Selected excerpt:
Auto Scaling basically enables you to scale your compute capacity (EC2 instances) either up or down, depending on the conditions you specify. These conditions could be as simple as a number that maintains the count of your EC2 instances at any given time, or even complex conditions that measures the load and performance of your instances such as CPU utilization, memory utilization, and so on. But a simple question that may arise here is why do I even need Auto Scaling? Is it really that important? Let’s look at a dummy application’s load and performance graph to get a better understanding of things, let’s take a look at the following screenshot:
The graph to the left depicts the traditional approach that is usually taken to map an application’s performance requirements with a fixed infrastructure capacity. Now to meet this application’s unpredictable performance requirement, you would have to plan and procure additional hardware upfront, as depicted by the red line. And since there is no guaranteed way to plan for unpredictable workloads, you generally end up procuring more than you need. This is a standard approach employed by many businesses and it doesn’t come without its own sets of problems. For example, the region highlighted in red is when most of the procured hardware capacity is idle and wasted as the application simply does not have that high a requirement. Whereas there can be cases as well where the procured hardware simply did not match the application’s high performance requirements, as shown by the green region. All these issues, in turn, have an impact on your business, which frankly can prove to be quite expensive. That’s where the elasticity of a Cloud comes into play. Rather than procuring at the nth hour and ending up with wasted resources, you grow and shrink your resources dynamically as per your application’s requirements, as depicted in the graph on the right. This not only helps you in saving overall costs but also makes your application’s management a lot more easy and efficient. And don’t worry if your application does not have an unpredictable load pattern! Auto Scaling is designed to work with both predictable and unpredictable workloads so that no matter what application you may have, you can also be rest assured that the required compute capacity is always going to be made available for use when required. Keeping that in mind, let us summarize some of the benefits that AWS Auto Scaling provides:
- Cost Savings: By far the biggest advantage provided by Auto Scaling, you can actually gain a lot of control over the deployment of your instances as well as costs by launching instances only when they are needed and terminating them when they aren’t required.

Short task A:
Collect every line of the listing that contains the word "bowl", copying each one in full.
The listing after this point has no connection to the Auto Scaling text.

Provided entries:

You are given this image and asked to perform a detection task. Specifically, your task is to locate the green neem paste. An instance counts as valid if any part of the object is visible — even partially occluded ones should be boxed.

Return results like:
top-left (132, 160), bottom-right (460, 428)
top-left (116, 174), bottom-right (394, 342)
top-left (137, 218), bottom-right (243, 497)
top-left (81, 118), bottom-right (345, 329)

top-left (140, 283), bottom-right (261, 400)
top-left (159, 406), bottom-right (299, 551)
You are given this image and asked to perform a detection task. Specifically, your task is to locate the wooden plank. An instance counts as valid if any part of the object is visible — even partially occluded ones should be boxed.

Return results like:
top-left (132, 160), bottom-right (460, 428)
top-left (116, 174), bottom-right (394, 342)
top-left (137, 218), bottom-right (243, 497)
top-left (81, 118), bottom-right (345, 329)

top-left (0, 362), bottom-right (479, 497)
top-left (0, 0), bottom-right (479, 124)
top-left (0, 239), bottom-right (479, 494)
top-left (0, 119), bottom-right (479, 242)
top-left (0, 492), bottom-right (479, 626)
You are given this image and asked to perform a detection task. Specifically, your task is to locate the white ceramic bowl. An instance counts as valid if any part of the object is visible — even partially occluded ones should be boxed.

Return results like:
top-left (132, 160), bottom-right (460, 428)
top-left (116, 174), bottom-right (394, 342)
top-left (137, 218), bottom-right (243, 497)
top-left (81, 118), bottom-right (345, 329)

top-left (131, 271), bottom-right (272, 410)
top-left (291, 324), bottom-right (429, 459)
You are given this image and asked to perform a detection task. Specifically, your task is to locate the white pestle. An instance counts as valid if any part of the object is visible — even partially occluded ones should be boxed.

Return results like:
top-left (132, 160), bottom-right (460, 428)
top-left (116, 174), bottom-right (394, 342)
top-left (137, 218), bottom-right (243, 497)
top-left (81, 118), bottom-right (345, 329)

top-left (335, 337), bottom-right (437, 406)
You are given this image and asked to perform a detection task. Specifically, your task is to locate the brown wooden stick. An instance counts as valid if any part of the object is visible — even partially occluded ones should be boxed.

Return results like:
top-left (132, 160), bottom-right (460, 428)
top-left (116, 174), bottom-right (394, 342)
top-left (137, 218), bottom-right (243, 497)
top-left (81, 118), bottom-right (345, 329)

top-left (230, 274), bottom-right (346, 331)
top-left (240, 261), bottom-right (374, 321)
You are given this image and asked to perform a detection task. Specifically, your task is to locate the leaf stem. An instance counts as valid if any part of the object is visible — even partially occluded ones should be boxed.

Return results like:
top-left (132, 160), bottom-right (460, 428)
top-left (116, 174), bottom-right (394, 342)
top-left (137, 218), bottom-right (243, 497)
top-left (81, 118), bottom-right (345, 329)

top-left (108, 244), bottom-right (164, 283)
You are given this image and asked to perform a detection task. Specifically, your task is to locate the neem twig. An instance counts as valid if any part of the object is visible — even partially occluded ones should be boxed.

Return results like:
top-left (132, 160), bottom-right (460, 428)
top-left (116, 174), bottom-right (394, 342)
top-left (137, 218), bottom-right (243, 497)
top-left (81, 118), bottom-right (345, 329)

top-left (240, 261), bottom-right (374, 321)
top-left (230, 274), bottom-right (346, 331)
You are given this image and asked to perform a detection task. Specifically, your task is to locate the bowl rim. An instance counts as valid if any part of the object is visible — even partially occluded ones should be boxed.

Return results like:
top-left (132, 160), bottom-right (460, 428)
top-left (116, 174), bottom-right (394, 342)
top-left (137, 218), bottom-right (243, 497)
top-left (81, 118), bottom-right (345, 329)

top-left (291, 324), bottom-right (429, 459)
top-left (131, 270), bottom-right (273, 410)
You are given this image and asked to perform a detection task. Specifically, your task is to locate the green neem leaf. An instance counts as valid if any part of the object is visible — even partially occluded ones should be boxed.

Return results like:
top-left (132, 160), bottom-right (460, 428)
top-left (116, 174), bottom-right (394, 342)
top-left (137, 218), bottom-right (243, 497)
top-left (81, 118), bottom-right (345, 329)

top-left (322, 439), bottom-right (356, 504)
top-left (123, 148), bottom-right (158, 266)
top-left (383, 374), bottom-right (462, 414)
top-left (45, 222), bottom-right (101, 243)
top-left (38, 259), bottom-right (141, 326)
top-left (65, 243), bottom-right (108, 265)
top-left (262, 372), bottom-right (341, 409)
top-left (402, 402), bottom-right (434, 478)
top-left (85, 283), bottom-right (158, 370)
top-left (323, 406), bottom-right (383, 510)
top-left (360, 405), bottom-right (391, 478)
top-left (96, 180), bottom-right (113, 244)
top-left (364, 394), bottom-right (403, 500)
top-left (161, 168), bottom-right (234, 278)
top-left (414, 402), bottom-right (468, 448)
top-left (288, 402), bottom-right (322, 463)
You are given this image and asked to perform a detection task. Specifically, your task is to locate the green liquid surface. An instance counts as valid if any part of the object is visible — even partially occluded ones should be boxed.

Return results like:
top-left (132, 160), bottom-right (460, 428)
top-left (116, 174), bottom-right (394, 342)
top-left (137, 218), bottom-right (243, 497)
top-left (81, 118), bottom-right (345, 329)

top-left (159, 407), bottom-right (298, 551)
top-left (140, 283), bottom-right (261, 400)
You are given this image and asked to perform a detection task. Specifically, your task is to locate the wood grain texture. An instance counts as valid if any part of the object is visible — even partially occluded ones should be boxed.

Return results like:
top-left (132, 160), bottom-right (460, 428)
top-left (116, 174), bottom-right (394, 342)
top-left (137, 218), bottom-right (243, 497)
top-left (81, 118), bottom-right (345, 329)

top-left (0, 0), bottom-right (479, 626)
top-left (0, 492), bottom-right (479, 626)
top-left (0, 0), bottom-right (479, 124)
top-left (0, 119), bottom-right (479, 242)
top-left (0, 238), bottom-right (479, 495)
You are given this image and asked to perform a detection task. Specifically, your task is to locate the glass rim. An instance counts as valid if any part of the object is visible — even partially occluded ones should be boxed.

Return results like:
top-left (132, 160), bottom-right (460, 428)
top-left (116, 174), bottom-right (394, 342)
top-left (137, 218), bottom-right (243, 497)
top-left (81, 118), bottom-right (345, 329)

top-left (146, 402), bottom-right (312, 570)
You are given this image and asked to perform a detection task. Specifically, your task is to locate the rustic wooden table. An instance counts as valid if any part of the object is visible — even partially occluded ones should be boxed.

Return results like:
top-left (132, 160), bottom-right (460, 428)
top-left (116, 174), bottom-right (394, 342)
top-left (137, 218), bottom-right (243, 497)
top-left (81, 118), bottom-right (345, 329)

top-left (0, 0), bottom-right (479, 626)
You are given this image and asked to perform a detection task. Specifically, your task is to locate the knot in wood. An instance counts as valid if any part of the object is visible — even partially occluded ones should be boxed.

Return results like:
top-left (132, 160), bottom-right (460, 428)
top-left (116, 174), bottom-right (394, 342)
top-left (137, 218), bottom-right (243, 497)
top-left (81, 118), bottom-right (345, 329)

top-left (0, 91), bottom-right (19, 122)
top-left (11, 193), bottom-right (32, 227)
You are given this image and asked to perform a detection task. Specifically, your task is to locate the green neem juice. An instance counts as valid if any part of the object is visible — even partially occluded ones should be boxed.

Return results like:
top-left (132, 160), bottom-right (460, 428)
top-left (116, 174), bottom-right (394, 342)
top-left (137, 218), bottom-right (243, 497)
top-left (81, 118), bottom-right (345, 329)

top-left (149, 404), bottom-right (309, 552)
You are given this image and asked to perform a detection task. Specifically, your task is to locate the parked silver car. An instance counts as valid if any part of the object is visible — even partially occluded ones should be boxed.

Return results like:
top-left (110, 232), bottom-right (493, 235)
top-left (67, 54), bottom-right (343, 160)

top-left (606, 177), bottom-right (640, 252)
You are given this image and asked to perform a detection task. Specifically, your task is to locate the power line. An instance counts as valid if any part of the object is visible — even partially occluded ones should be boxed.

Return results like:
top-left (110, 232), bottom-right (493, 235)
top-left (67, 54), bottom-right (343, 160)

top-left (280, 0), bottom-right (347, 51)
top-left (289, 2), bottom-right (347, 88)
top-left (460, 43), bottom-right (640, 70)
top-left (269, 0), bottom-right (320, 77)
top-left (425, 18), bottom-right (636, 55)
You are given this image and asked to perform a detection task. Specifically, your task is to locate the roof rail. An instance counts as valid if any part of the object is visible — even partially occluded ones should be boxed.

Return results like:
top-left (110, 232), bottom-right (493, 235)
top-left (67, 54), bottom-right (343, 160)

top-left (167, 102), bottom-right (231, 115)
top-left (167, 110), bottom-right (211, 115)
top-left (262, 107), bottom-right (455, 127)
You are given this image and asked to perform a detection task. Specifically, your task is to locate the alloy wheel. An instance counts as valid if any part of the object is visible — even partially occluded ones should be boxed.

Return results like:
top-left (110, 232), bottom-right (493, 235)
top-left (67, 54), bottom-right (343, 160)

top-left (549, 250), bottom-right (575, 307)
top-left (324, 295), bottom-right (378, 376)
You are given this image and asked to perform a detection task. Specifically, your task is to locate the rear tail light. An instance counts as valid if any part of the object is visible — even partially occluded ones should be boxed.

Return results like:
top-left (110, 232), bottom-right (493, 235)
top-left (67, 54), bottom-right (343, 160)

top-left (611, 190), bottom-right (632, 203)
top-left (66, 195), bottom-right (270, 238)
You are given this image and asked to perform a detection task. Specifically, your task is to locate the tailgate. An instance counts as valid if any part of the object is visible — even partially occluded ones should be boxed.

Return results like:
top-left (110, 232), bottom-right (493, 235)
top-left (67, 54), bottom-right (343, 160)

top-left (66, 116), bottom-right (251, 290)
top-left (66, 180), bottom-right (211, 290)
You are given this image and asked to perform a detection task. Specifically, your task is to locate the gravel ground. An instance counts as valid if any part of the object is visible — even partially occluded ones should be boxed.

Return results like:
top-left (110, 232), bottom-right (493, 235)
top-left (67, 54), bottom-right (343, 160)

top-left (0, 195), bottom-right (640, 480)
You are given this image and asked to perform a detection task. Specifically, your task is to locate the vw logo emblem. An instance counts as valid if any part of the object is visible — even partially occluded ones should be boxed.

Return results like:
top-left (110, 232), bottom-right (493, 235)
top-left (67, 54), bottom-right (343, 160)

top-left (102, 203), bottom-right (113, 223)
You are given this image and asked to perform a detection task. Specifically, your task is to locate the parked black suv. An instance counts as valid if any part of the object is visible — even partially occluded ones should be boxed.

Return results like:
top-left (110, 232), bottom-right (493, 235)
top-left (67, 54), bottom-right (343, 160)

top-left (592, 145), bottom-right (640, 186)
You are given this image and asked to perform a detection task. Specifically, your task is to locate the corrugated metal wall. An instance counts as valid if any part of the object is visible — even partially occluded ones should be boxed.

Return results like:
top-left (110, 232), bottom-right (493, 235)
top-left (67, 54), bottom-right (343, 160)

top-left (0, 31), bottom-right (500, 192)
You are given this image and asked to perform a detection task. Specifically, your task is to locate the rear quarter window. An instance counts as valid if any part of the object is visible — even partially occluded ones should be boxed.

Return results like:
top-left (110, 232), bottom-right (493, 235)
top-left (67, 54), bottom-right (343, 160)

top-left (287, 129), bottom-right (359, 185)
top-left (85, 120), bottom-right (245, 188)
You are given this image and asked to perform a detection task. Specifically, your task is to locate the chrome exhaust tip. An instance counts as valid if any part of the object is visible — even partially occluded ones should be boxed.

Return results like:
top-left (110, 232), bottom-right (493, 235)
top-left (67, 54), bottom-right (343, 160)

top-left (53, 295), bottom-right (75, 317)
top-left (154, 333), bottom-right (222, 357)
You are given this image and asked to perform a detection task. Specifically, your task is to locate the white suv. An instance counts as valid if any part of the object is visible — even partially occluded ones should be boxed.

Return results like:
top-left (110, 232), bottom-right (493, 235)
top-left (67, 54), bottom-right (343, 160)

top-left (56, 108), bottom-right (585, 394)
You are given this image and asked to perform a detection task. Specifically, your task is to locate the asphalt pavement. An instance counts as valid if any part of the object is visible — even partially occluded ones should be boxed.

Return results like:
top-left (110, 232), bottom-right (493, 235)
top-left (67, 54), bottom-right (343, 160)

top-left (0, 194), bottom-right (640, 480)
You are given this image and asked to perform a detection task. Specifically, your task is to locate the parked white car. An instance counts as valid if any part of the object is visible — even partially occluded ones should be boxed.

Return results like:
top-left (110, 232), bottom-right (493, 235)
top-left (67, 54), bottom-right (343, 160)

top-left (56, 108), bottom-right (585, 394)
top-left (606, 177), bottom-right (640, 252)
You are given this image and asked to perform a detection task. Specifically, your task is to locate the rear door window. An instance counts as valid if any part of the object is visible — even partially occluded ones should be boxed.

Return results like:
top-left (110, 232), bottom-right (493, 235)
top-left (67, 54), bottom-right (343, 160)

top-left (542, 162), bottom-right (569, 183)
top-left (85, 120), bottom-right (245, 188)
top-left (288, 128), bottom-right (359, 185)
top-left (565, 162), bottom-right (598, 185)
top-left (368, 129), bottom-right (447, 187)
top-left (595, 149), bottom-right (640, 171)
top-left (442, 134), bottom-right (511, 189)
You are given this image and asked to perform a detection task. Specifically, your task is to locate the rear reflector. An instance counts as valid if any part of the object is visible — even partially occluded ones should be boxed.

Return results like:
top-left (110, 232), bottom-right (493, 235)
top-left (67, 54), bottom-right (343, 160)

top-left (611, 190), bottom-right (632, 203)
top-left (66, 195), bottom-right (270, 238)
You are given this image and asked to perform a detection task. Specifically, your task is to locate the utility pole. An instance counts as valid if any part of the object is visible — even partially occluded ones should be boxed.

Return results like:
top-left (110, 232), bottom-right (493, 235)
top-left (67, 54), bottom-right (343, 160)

Short task B:
Name every part of the screenshot's graphs that the Auto Scaling text points to by position or color.

Worked answer A:
You are given this image and asked to perform a detection task. Specifically, your task is to locate the white ceramic bowl. An instance counts as valid if any part of the object is visible — even partially occluded ones should be boxed.
You are given this image and asked to perform a detection task. Specifically, your task is to locate the bowl rim. An instance counts as valid if any part of the object is visible — even partially occluded ones should be boxed.

Worked answer B:
- The graph to the left
- The red line
- The region highlighted in red
- The green region
- The graph on the right